# What you will do
a - Answer these questions from the methods passage:
(i) What kind of analysis was used on the interview data?
(ii) Which two lenses did the researchers use to approach their analysis?
(iii) What system do the researchers say might shape custody arrangements and post-dissolution relationships?
b - Please repeat the stretch of the methods passage from "In line with" through "in our analysis.".

# Passage given
(begin)
Interviews were transcribed and analyzed using a thematic analysis (Bogdan and Biklen 2003) of the data by focusing on participants’ descriptions of their experiences with regard to their relationship dissolution. We approached our analysis using social constructionist and feminist lenses (Ferree 2010; Schwandt 2000). We attended to how participants constructed narratives about their intimate relationships as well as the reasons for the breakup of these relationships.

In line with our feminist perspective, attention was paid to the possible role of broader power structures in shaping narratives of relationship dissolution (Ferree 2010). We attend to how the legal system, and potential legal or symbolic inequities between partners, might shape custody arrangements and post-dissolution relationships. We also attend to the role of perceived imbalances of power within couples in contributing to union dissolution. Further, we focus on possible intersections of gender, sexuality, income, and other social locations in our analysis.
(end)
Some records
(begin)
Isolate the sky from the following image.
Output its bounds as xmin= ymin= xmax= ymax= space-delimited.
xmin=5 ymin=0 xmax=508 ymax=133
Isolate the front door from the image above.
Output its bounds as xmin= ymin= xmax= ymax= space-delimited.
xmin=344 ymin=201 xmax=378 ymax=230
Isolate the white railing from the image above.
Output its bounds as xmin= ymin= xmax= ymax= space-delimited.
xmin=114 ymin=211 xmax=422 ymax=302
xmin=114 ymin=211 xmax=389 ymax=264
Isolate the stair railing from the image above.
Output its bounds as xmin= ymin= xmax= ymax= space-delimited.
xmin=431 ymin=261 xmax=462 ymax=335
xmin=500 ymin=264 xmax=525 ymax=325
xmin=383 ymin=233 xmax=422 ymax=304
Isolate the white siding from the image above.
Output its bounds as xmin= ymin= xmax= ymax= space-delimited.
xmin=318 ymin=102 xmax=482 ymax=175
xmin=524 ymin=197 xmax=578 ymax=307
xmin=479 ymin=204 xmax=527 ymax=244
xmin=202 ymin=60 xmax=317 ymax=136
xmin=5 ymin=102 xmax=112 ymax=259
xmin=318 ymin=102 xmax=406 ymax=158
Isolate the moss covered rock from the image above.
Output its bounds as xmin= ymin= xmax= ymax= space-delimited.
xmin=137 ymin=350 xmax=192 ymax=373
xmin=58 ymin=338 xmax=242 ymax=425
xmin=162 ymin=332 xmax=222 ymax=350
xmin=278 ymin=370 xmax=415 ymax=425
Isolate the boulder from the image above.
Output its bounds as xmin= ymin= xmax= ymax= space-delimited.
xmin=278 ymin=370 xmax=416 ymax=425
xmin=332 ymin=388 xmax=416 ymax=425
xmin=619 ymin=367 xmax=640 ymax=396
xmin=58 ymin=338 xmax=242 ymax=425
(end)
# Expected outputs
a -
(i) A thematic analysis.
(ii) Social constructionist and feminist lenses.
(iii) The legal system.

b -
In line with our feminist perspective, attention was paid to the possible role of broader power structures in shaping narratives of relationship dissolution (Ferree 2010). We attend to how the legal system, and potential legal or symbolic inequities between partners, might shape custody arrangements and post-dissolution relationships. We also attend to the role of perceived imbalances of power within couples in contributing to union dissolution. Further, we focus on possible intersections of gender, sexuality, income, and other social locations in our analysis.